Segment Start: SOURCE DOCUMENT
Skip to content

Adding Semantic Metadata

Semantic metadata helps AI agents understand your data model. By adding descriptions, synonyms, and example questions to your cubes, you enable better natural language query generation and more accurate cube discovery.

Without metadata, AI agents only see field names like avgSalary or createdAt. With metadata, they understand:

  • What each measure/dimension represents
  • Alternative names users might use (“headcount” = “employee count”)
  • What questions this cube can answer

Explains what the cube contains and when to use it:

defineCube({
name: 'Sales',
description: 'Revenue and order data from all sales channels including web, mobile, and in-store',
// ...
})

Helps AI understand what this cube can answer:

defineCube({
name: 'Sales',
description: 'Revenue and order data',
exampleQuestions: [
'What was total revenue last month?',
'Show me sales by product category',
'Which region had the highest order volume?',
'Compare this quarter to last quarter'
],
// ...
})
Segment End: SOURCE DOCUMENT
Segment Start: PROVIDED DATA
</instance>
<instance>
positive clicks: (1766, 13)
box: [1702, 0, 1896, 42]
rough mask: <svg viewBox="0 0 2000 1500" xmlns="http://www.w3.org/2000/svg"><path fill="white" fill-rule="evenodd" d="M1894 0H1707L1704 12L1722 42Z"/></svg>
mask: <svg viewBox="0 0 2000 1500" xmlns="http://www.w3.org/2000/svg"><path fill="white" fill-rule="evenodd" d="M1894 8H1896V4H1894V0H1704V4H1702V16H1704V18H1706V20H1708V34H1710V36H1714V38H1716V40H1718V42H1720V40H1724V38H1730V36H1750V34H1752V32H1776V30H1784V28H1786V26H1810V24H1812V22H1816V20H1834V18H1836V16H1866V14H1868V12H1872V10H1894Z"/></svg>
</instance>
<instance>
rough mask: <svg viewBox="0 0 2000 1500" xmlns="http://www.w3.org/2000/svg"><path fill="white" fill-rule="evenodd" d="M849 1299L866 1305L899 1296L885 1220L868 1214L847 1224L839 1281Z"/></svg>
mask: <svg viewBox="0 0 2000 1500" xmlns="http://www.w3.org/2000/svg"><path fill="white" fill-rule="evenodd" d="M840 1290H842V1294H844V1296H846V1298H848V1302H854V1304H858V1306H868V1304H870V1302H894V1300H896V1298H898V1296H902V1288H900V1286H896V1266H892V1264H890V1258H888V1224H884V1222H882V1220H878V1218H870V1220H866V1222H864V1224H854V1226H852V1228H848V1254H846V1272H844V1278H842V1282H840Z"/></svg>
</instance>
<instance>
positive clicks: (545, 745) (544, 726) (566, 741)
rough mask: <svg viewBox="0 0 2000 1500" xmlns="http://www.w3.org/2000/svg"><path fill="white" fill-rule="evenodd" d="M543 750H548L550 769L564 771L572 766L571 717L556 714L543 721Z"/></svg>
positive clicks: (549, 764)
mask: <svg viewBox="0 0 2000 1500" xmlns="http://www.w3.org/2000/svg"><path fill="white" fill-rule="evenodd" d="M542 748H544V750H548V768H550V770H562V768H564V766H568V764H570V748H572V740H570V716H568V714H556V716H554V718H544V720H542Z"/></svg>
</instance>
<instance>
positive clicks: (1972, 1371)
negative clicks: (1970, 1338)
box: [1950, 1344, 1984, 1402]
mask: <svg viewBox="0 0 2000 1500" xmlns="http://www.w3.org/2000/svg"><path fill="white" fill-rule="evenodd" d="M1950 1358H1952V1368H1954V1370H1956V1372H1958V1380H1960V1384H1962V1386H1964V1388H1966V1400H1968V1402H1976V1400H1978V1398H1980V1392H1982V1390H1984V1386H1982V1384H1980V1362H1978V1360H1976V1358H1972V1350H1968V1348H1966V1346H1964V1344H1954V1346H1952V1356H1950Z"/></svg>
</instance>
Segment End: PROVIDED DATA
- TASKS AND EXERCISES
(a) Decide whether each statement agrees with the page on semantic metadata, answering yes or no and quoting the deciding words: (i) Without metadata, AI agents see only field names such as avgSalary or createdAt. (ii) The description in the first Sales cube names web, mobile, and in-store channels. (iii) In the second Sales cube, the description reads "Revenue and order data from all sales channels".
(b) From the page on semantic metadata, list every question in the exampleQuestions array of the Sales cube.

- ANSWERS BY ITEM NUMBER
(a)
(i) Yes: "Without metadata, AI agents only see field names like avgSalary or createdAt."
(ii) Yes: "Revenue and order data from all sales channels including web, mobile, and in-store"
(iii) No: "description: 'Revenue and order data',"

(b)
- What was total revenue last month?
- Show me sales by product category
- Which region had the highest order volume?
- Compare this quarter to last quarter